* _Passage to read_
□ □ □ □ □
I agree this is about how it feels. Although when I first "landed in Holland" it was a terrible place. Maybe I landed in the dead of winter, and now its getting warm and the tulips are starting to bloom. It takes time to fully accept youre not where you had planned to be. But I try to remember, maybe its not what I planned, but I think someone else did have it planned for me. And I am starting to realize, this is better then Italy. Arianna has completely changed who I am and how I view things. I would never take that back.
The only thing I really fear is her being in pain. And I fear people criticizing her when shes older and may look and act "different"

Also, if you havnt seen this, its pretty amazing. I thank people for telling my I am so strong and an inpiration. But this mom is my insipration and I cant even begin to think what shes going through. As aweful as I think I may have it, I have to count my blessings. And I wish I could take all of this away, I wish no child or parent had to go through such things....
http://www.godvine.com/Mother-s-Inspiring-Video-About-her-Blind-Baby-Boy-1484.html

Thursday, May 3, 2012

A look through our eyes

I more then often having my feeling bad days. Today was exceptionally great.
□ □ □ □ □
* _Recorded information_

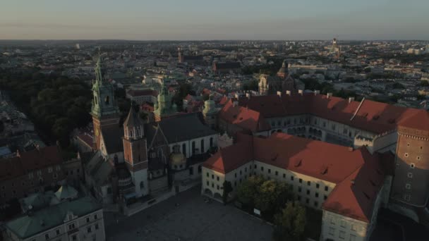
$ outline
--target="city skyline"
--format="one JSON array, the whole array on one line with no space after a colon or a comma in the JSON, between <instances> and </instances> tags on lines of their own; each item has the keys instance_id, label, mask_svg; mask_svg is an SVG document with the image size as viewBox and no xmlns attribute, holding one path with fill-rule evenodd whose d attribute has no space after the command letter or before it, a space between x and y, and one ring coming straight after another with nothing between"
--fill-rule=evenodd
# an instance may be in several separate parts
<instances>
[{"instance_id":1,"label":"city skyline","mask_svg":"<svg viewBox=\"0 0 429 241\"><path fill-rule=\"evenodd\" d=\"M6 0L0 39L429 39L429 2ZM17 18L19 16L19 18Z\"/></svg>"}]
</instances>

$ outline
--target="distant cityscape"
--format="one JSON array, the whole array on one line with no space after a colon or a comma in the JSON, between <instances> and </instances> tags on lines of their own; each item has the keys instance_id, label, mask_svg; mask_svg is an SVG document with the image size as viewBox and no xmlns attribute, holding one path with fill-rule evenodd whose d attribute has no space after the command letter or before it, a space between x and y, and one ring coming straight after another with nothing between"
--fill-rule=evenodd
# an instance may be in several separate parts
<instances>
[{"instance_id":1,"label":"distant cityscape","mask_svg":"<svg viewBox=\"0 0 429 241\"><path fill-rule=\"evenodd\" d=\"M429 41L0 54L0 240L429 240Z\"/></svg>"}]
</instances>

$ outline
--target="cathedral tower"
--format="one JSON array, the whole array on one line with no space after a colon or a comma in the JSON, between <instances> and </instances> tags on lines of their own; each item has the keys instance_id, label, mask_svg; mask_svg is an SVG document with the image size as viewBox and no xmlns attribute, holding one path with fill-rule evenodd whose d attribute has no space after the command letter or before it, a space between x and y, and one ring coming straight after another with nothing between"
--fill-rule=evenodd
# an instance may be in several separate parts
<instances>
[{"instance_id":1,"label":"cathedral tower","mask_svg":"<svg viewBox=\"0 0 429 241\"><path fill-rule=\"evenodd\" d=\"M111 84L104 80L102 74L102 58L98 56L95 66L95 80L92 81L92 116L95 147L100 149L102 130L119 125L119 109L114 98Z\"/></svg>"},{"instance_id":2,"label":"cathedral tower","mask_svg":"<svg viewBox=\"0 0 429 241\"><path fill-rule=\"evenodd\" d=\"M135 187L137 197L149 193L147 151L143 122L133 107L123 123L123 159Z\"/></svg>"},{"instance_id":3,"label":"cathedral tower","mask_svg":"<svg viewBox=\"0 0 429 241\"><path fill-rule=\"evenodd\" d=\"M214 101L210 97L209 99L204 101L204 109L203 110L203 116L204 121L210 127L214 130L217 126L217 110Z\"/></svg>"},{"instance_id":4,"label":"cathedral tower","mask_svg":"<svg viewBox=\"0 0 429 241\"><path fill-rule=\"evenodd\" d=\"M155 105L155 121L161 121L162 118L171 116L177 111L176 104L171 104L173 96L170 94L164 82L164 80L162 81L161 91L158 94L157 103Z\"/></svg>"},{"instance_id":5,"label":"cathedral tower","mask_svg":"<svg viewBox=\"0 0 429 241\"><path fill-rule=\"evenodd\" d=\"M421 110L399 123L391 197L414 210L429 200L429 113Z\"/></svg>"}]
</instances>

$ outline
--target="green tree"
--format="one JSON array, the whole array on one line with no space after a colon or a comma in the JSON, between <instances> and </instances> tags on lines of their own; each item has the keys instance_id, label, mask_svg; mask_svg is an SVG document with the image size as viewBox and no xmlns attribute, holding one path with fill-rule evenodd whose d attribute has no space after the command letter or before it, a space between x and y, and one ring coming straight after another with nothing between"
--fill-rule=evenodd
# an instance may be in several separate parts
<instances>
[{"instance_id":1,"label":"green tree","mask_svg":"<svg viewBox=\"0 0 429 241\"><path fill-rule=\"evenodd\" d=\"M249 210L255 206L255 199L259 194L259 187L264 183L260 175L252 175L245 180L237 187L237 199Z\"/></svg>"},{"instance_id":2,"label":"green tree","mask_svg":"<svg viewBox=\"0 0 429 241\"><path fill-rule=\"evenodd\" d=\"M298 202L288 202L285 208L275 215L274 225L274 240L303 240L306 225L306 208Z\"/></svg>"},{"instance_id":3,"label":"green tree","mask_svg":"<svg viewBox=\"0 0 429 241\"><path fill-rule=\"evenodd\" d=\"M226 204L228 202L228 194L231 192L232 192L232 185L231 182L225 180L223 183L224 192L222 193L222 201L224 202L224 204Z\"/></svg>"}]
</instances>

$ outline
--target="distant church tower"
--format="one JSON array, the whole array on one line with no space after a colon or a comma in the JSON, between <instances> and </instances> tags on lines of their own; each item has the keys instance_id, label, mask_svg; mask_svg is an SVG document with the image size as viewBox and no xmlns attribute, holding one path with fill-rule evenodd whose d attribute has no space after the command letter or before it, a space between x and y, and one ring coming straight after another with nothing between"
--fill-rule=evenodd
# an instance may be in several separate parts
<instances>
[{"instance_id":1,"label":"distant church tower","mask_svg":"<svg viewBox=\"0 0 429 241\"><path fill-rule=\"evenodd\" d=\"M131 109L123 123L123 159L131 174L137 197L149 193L147 150L143 122Z\"/></svg>"},{"instance_id":2,"label":"distant church tower","mask_svg":"<svg viewBox=\"0 0 429 241\"><path fill-rule=\"evenodd\" d=\"M429 202L429 113L421 110L399 123L391 197L416 211Z\"/></svg>"},{"instance_id":3,"label":"distant church tower","mask_svg":"<svg viewBox=\"0 0 429 241\"><path fill-rule=\"evenodd\" d=\"M282 63L282 68L277 71L277 76L282 79L286 79L286 78L289 75L289 70L287 63L286 63L286 60L283 61L283 63Z\"/></svg>"},{"instance_id":4,"label":"distant church tower","mask_svg":"<svg viewBox=\"0 0 429 241\"><path fill-rule=\"evenodd\" d=\"M102 59L98 56L95 66L95 80L92 81L92 116L95 148L100 149L101 135L103 129L119 125L119 109L114 99L113 86L103 80Z\"/></svg>"},{"instance_id":5,"label":"distant church tower","mask_svg":"<svg viewBox=\"0 0 429 241\"><path fill-rule=\"evenodd\" d=\"M158 94L157 103L155 104L155 121L161 121L161 119L171 116L177 112L176 104L171 104L173 95L170 94L167 85L162 82L161 92Z\"/></svg>"},{"instance_id":6,"label":"distant church tower","mask_svg":"<svg viewBox=\"0 0 429 241\"><path fill-rule=\"evenodd\" d=\"M204 109L203 110L203 116L205 123L212 129L216 129L217 126L217 110L216 104L211 97L204 101Z\"/></svg>"}]
</instances>

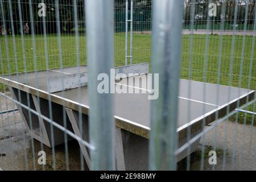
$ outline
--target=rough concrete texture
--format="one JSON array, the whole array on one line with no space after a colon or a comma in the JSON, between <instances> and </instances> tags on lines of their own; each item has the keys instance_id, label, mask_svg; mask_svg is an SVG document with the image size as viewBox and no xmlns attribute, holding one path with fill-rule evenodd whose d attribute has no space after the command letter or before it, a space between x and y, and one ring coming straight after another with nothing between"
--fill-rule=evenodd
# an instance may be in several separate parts
<instances>
[{"instance_id":1,"label":"rough concrete texture","mask_svg":"<svg viewBox=\"0 0 256 182\"><path fill-rule=\"evenodd\" d=\"M212 150L217 153L216 165L209 164ZM182 169L187 169L187 159L180 162ZM220 124L201 138L191 162L191 170L256 170L256 127L230 121Z\"/></svg>"},{"instance_id":2,"label":"rough concrete texture","mask_svg":"<svg viewBox=\"0 0 256 182\"><path fill-rule=\"evenodd\" d=\"M0 104L0 111L15 107L11 101L2 96ZM178 169L256 170L255 126L226 121L202 138L199 147L199 150L191 155L189 166L187 166L188 158L184 159L179 163ZM45 166L38 163L38 154L42 150L46 153ZM208 163L211 150L216 151L216 165ZM0 115L0 168L2 170L80 170L81 164L84 163L81 156L75 140L53 150L32 139L18 111ZM85 164L83 166L88 169Z\"/></svg>"}]
</instances>

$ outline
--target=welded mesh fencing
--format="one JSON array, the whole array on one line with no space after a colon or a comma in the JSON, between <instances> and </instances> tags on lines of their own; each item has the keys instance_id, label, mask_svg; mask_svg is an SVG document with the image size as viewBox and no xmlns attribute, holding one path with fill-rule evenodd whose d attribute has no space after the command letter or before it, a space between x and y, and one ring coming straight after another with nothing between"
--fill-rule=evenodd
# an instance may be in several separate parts
<instances>
[{"instance_id":1,"label":"welded mesh fencing","mask_svg":"<svg viewBox=\"0 0 256 182\"><path fill-rule=\"evenodd\" d=\"M0 1L0 169L255 170L255 1Z\"/></svg>"}]
</instances>

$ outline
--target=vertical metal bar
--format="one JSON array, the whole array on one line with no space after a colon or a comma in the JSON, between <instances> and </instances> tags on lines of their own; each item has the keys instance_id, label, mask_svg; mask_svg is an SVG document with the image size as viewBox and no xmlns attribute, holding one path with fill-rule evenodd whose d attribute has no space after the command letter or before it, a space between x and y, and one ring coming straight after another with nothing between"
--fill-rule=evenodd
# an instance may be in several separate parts
<instances>
[{"instance_id":1,"label":"vertical metal bar","mask_svg":"<svg viewBox=\"0 0 256 182\"><path fill-rule=\"evenodd\" d=\"M128 56L128 0L125 3L125 65L127 65Z\"/></svg>"},{"instance_id":2,"label":"vertical metal bar","mask_svg":"<svg viewBox=\"0 0 256 182\"><path fill-rule=\"evenodd\" d=\"M176 169L183 5L182 1L153 1L152 71L159 74L159 98L151 102L151 170Z\"/></svg>"},{"instance_id":3,"label":"vertical metal bar","mask_svg":"<svg viewBox=\"0 0 256 182\"><path fill-rule=\"evenodd\" d=\"M114 68L114 2L113 0L86 1L87 52L90 98L90 143L92 170L113 170L114 123L113 98L110 93L100 94L97 77L110 76Z\"/></svg>"},{"instance_id":4,"label":"vertical metal bar","mask_svg":"<svg viewBox=\"0 0 256 182\"><path fill-rule=\"evenodd\" d=\"M131 0L130 16L130 64L133 64L133 0Z\"/></svg>"}]
</instances>

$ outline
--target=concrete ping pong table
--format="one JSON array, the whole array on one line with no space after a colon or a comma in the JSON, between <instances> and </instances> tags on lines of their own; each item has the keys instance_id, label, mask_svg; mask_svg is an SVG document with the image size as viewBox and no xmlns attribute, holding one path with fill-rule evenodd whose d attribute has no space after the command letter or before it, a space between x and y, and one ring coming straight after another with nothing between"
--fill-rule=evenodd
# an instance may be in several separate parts
<instances>
[{"instance_id":1,"label":"concrete ping pong table","mask_svg":"<svg viewBox=\"0 0 256 182\"><path fill-rule=\"evenodd\" d=\"M144 73L142 79L150 79L147 74L149 70L148 63L115 69L115 75L120 73L126 75L129 73ZM86 66L80 66L2 75L0 76L0 82L9 86L14 100L52 119L61 126L64 126L64 119L66 119L67 129L88 141L89 104L86 84L87 69ZM135 76L133 79L142 76ZM127 81L130 78L127 76L117 80L115 82L122 86L133 87L135 85L130 85ZM142 80L135 80L138 82ZM61 89L60 83L62 85ZM141 88L136 87L135 89L144 89L140 82L134 84L139 84ZM242 105L246 102L246 98L249 101L253 100L254 92L254 90L180 79L177 129L179 146L187 142L188 129L191 130L191 137L195 136L203 130L203 120L205 125L214 121L217 119L216 118L216 112L218 112L219 118L224 116L226 114L228 107L230 111L234 110L238 102ZM204 93L205 93L205 96ZM115 150L117 169L148 169L150 131L148 94L148 93L114 94ZM49 103L51 104L49 105ZM50 105L51 107L49 108ZM64 142L64 133L61 130L53 127L54 141L52 141L50 123L20 105L17 104L17 106L34 138L49 147L52 147L52 143L56 146ZM188 110L189 108L190 110ZM82 113L82 133L80 133L79 127L81 126L79 125L79 111ZM65 113L63 114L63 112ZM189 112L190 116L188 115ZM68 139L69 140L72 138L68 136ZM196 150L199 142L200 139L191 146L190 153ZM90 168L89 151L84 145L79 144ZM187 151L184 150L177 156L177 161L187 155Z\"/></svg>"}]
</instances>

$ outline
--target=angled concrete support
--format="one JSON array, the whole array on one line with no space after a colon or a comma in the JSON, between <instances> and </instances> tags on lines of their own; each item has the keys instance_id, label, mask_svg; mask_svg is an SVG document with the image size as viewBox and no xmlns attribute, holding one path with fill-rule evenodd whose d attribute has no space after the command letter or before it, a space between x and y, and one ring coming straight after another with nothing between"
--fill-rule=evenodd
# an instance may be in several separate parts
<instances>
[{"instance_id":1,"label":"angled concrete support","mask_svg":"<svg viewBox=\"0 0 256 182\"><path fill-rule=\"evenodd\" d=\"M66 112L68 115L68 117L69 119L70 122L71 122L71 125L72 126L73 130L74 130L75 134L85 139L86 141L88 141L88 117L85 115L82 116L82 129L81 131L82 133L81 134L80 130L79 130L79 113L77 111L75 111L72 109L66 108ZM79 146L80 146L81 150L82 151L82 154L84 155L84 159L85 159L85 162L87 164L87 166L89 169L90 170L90 156L89 155L89 151L87 149L86 147L83 145L80 142L79 142Z\"/></svg>"}]
</instances>

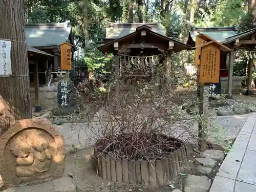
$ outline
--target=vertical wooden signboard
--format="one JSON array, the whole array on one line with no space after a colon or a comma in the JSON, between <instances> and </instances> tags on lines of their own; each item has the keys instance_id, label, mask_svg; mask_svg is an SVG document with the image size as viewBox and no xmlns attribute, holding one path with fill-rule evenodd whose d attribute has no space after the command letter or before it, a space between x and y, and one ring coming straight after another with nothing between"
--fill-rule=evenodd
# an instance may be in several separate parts
<instances>
[{"instance_id":1,"label":"vertical wooden signboard","mask_svg":"<svg viewBox=\"0 0 256 192\"><path fill-rule=\"evenodd\" d=\"M199 37L196 37L196 46L203 44L204 40ZM196 49L195 51L195 65L199 66L200 65L200 57L201 55L201 47Z\"/></svg>"},{"instance_id":2,"label":"vertical wooden signboard","mask_svg":"<svg viewBox=\"0 0 256 192\"><path fill-rule=\"evenodd\" d=\"M72 63L71 61L71 47L67 42L60 45L60 69L61 70L71 70Z\"/></svg>"},{"instance_id":3,"label":"vertical wooden signboard","mask_svg":"<svg viewBox=\"0 0 256 192\"><path fill-rule=\"evenodd\" d=\"M201 49L199 68L199 83L214 83L220 81L220 49L218 45L212 43Z\"/></svg>"}]
</instances>

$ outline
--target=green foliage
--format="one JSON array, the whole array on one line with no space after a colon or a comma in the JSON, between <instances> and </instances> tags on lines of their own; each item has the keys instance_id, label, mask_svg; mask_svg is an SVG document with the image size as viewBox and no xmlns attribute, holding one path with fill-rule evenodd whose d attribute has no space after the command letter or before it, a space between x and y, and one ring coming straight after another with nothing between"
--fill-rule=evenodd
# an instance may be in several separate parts
<instances>
[{"instance_id":1,"label":"green foliage","mask_svg":"<svg viewBox=\"0 0 256 192\"><path fill-rule=\"evenodd\" d=\"M104 56L96 48L88 50L84 58L85 64L90 71L94 72L97 79L107 80L112 70L113 55Z\"/></svg>"},{"instance_id":2,"label":"green foliage","mask_svg":"<svg viewBox=\"0 0 256 192\"><path fill-rule=\"evenodd\" d=\"M239 25L246 13L243 0L219 1L210 16L212 26L230 26Z\"/></svg>"},{"instance_id":3,"label":"green foliage","mask_svg":"<svg viewBox=\"0 0 256 192\"><path fill-rule=\"evenodd\" d=\"M168 37L179 37L182 29L182 20L177 13L177 10L172 10L165 14L162 19L162 24L166 30Z\"/></svg>"}]
</instances>

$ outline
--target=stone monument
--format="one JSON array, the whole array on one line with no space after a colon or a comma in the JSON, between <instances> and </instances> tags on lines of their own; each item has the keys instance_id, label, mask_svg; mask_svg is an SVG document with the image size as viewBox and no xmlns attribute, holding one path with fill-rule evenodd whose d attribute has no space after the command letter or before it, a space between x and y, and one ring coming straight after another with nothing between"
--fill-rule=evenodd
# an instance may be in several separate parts
<instances>
[{"instance_id":1,"label":"stone monument","mask_svg":"<svg viewBox=\"0 0 256 192\"><path fill-rule=\"evenodd\" d=\"M6 187L61 177L65 158L63 137L47 120L18 120L0 137L0 175Z\"/></svg>"}]
</instances>

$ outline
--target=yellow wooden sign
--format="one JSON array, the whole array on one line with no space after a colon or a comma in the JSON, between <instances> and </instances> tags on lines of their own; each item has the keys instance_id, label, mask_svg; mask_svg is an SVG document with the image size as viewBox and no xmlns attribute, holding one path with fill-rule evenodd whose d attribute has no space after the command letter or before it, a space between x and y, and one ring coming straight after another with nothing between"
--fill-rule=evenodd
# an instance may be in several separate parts
<instances>
[{"instance_id":1,"label":"yellow wooden sign","mask_svg":"<svg viewBox=\"0 0 256 192\"><path fill-rule=\"evenodd\" d=\"M67 42L60 45L60 69L61 70L71 70L72 62L71 61L71 47Z\"/></svg>"},{"instance_id":2,"label":"yellow wooden sign","mask_svg":"<svg viewBox=\"0 0 256 192\"><path fill-rule=\"evenodd\" d=\"M212 42L201 47L199 83L219 82L220 47Z\"/></svg>"},{"instance_id":3,"label":"yellow wooden sign","mask_svg":"<svg viewBox=\"0 0 256 192\"><path fill-rule=\"evenodd\" d=\"M204 40L199 37L196 37L196 46L203 44ZM195 51L195 65L200 65L200 56L201 54L201 47L196 49Z\"/></svg>"}]
</instances>

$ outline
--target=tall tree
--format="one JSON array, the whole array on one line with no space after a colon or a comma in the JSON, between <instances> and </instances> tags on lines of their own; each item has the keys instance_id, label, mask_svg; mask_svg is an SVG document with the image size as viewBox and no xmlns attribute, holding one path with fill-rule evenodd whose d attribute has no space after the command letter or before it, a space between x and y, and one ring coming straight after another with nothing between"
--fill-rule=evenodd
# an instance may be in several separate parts
<instances>
[{"instance_id":1,"label":"tall tree","mask_svg":"<svg viewBox=\"0 0 256 192\"><path fill-rule=\"evenodd\" d=\"M253 23L255 22L255 7L256 6L256 0L249 0L248 6L248 27L249 29L253 28Z\"/></svg>"},{"instance_id":2,"label":"tall tree","mask_svg":"<svg viewBox=\"0 0 256 192\"><path fill-rule=\"evenodd\" d=\"M139 18L139 22L143 23L143 0L137 0L137 3L138 4L137 13L138 13L138 18Z\"/></svg>"},{"instance_id":3,"label":"tall tree","mask_svg":"<svg viewBox=\"0 0 256 192\"><path fill-rule=\"evenodd\" d=\"M86 48L89 46L89 31L88 23L88 0L83 0L83 31L84 33L84 45Z\"/></svg>"},{"instance_id":4,"label":"tall tree","mask_svg":"<svg viewBox=\"0 0 256 192\"><path fill-rule=\"evenodd\" d=\"M12 76L0 76L0 134L32 117L24 0L0 0L0 38L11 39Z\"/></svg>"},{"instance_id":5,"label":"tall tree","mask_svg":"<svg viewBox=\"0 0 256 192\"><path fill-rule=\"evenodd\" d=\"M134 0L129 0L129 23L133 23Z\"/></svg>"},{"instance_id":6,"label":"tall tree","mask_svg":"<svg viewBox=\"0 0 256 192\"><path fill-rule=\"evenodd\" d=\"M190 2L190 17L189 19L189 24L194 24L194 19L195 18L195 11L196 10L196 0L191 0Z\"/></svg>"}]
</instances>

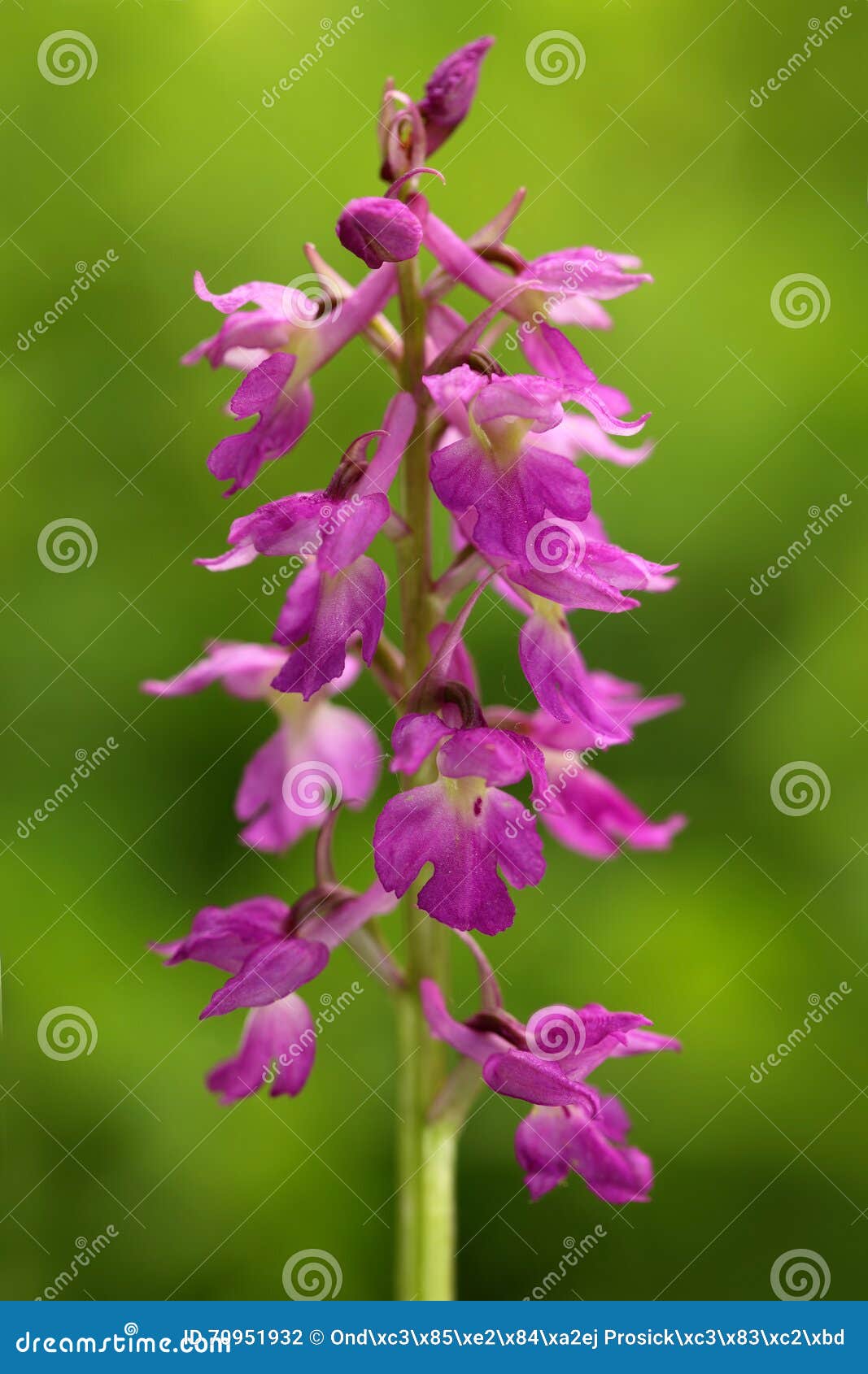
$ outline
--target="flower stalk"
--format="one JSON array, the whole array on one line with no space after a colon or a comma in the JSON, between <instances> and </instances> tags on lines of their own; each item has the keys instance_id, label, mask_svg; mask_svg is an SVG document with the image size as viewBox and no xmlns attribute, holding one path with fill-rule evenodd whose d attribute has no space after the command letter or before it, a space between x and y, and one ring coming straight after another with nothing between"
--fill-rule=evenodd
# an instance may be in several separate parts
□ □ □ □ □
* _Actions to take_
**a.** Answer these from the blog post, each on its own line:
(i) Who does the writer say has completely changed who the writer is?
(ii) What two things does the writer fear?
(iii) What date appears in the blog post?
**b.** Turn the paragraph of the blog post that begins "I agree this is about how it feels" into a short bulleted list that keeps its main points.
**c.** Put this sentence from the blog post into Spanish: "The only thing I really fear is her being in pain."

* _Outputs by task_
**a.**
(i) Arianna
(ii) Her being in pain, and people criticizing her when she's older and may look and act "different"
(iii) Thursday, May 3, 2012

**b.**
- The writer agrees this is about how it feels.
- When the writer first "landed in Holland," it seemed a terrible place, perhaps like landing in the dead of winter. Now it is getting warm and the tulips are starting to bloom.
- It takes time to fully accept not being where you had planned to be.
- The writer thinks someone else did have it planned.
- The writer is starting to realize this is better than Italy.
- Arianna has completely changed who the writer is and how the writer views things, and the writer would never take that back.

**c.** Lo único que realmente temo es que ella sienta dolor.